> [Exercise goal]
Look below for the line with "like [(444, 10)].", and from there restate every line word for word until the entries end.

Excerpts of location labeling data:
# # #

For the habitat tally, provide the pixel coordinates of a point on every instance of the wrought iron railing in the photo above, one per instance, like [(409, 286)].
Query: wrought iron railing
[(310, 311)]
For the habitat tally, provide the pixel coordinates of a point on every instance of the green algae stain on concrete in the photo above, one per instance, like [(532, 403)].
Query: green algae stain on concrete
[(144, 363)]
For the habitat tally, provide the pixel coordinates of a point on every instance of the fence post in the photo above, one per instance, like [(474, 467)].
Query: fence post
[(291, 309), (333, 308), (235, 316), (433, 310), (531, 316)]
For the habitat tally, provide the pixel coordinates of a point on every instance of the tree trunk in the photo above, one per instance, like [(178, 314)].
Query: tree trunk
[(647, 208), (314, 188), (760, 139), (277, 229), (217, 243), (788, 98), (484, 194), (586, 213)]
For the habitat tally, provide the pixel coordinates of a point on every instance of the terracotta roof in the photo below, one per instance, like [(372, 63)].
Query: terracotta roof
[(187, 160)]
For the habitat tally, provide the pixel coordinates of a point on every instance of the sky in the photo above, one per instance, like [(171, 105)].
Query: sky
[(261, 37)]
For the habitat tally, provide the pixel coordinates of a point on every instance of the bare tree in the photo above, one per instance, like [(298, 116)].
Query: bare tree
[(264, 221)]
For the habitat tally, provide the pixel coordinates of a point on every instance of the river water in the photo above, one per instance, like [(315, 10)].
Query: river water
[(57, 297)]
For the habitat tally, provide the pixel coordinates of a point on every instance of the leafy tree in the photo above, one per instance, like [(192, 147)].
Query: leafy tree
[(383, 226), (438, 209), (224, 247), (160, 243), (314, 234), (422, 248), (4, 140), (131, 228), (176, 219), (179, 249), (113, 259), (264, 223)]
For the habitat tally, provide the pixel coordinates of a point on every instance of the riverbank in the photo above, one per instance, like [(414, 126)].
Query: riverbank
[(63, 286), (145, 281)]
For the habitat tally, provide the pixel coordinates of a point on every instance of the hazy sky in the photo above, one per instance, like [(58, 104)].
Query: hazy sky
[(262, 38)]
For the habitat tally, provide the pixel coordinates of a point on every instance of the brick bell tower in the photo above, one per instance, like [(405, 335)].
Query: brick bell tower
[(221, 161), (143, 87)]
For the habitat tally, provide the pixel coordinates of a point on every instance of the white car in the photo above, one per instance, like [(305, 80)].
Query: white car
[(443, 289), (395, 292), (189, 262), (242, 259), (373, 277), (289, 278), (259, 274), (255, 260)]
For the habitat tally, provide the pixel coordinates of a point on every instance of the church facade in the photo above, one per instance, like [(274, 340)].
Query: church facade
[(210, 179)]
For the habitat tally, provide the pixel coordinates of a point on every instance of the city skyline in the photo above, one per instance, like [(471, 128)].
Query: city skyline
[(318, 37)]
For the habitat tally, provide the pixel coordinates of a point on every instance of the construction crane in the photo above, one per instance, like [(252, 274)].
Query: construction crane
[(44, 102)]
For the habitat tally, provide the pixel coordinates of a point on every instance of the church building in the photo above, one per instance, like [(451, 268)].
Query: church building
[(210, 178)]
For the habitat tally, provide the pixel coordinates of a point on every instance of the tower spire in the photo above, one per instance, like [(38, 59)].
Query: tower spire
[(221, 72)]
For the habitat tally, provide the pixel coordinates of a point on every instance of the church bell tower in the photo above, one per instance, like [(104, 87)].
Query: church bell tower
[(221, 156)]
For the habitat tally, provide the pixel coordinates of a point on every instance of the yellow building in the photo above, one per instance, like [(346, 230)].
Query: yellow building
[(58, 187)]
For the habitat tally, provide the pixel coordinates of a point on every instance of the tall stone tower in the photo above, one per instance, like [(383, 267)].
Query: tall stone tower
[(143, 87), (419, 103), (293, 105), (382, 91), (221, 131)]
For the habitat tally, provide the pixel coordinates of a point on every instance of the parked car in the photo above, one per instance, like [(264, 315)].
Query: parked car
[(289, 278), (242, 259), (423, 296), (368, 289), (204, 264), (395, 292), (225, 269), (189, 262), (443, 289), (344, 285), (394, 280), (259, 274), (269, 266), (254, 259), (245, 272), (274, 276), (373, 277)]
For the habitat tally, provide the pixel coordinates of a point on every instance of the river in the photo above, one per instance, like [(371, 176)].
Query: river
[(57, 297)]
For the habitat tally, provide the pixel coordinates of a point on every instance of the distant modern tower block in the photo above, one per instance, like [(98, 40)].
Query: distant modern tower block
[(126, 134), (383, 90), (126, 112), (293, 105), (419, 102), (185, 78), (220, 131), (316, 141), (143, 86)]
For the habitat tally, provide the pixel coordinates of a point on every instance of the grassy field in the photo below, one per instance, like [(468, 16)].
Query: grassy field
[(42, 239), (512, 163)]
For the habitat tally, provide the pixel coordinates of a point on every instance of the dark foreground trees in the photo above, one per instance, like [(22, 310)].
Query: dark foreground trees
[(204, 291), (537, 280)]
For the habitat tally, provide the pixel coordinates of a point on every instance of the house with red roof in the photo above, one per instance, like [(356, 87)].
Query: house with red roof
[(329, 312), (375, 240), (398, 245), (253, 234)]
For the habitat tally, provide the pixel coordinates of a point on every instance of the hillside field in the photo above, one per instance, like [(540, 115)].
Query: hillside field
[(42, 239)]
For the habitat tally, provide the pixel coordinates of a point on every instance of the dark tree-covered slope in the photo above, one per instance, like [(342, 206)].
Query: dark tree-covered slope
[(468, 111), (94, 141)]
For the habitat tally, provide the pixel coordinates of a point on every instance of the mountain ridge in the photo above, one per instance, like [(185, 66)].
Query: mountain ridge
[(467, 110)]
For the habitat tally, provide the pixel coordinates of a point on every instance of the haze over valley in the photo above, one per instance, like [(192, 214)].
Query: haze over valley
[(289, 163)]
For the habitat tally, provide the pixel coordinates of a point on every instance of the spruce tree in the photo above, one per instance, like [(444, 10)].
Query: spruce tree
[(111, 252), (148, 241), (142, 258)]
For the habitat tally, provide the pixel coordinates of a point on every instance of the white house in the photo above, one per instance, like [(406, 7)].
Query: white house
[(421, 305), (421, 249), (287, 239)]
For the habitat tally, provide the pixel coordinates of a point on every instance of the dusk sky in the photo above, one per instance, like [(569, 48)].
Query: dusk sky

# # #

> [Answer to the exercise]
For the habitat tally, provide the pixel coordinates of a point on every instance of the spruce tree in the photo above, one per instance, like [(444, 10)].
Query: spruce tree
[(111, 252), (148, 241), (142, 258)]
For the habitat tally, provide the pixel coordinates of a point on every instance of the white house in the photo above, one per instance, like [(406, 7)].
Query: white house
[(421, 305), (421, 249), (287, 239)]
For the habitat tally, provide the pixel coordinates of a point on every instance of the dusk sky in the photo above, one per instance, like [(569, 48)].
Query: dusk sky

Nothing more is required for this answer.